§ DIRECTION
Output the records below as a two-column CSV with the columns "prompt" and "points", giving one row per record with its text and its answer. Put each in a single quoted field and replace any line breaks with spaces.

(Object pointing dataset records)

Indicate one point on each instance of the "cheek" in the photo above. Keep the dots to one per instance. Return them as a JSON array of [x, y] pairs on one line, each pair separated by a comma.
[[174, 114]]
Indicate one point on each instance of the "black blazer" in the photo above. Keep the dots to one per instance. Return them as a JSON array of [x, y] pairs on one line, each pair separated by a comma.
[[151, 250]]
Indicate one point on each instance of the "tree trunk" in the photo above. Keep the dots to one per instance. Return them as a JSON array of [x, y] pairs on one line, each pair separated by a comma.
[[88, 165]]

§ TASK SOLUTION
prompt,points
"Indicate one point on each instance of the ""cheek"" in the photo above. Keep the dots to one per instance. Return them as a JSON array of [x, y] pairs on one line, each pair separated by a comma.","[[174, 114]]"
"Indicate one point on each instance of the ""black blazer"" in the photo above. Keep the dots to one per instance. Return them as a JSON array of [x, y] pairs on one line, each pair separated by a comma.","[[151, 250]]"
"Indicate one point on each instance of the ""tree trunk"" in the photo above. Keep the dots to one per instance. Return them as a JSON array of [x, y] pairs on one line, each pair separated by a comma.","[[88, 165]]"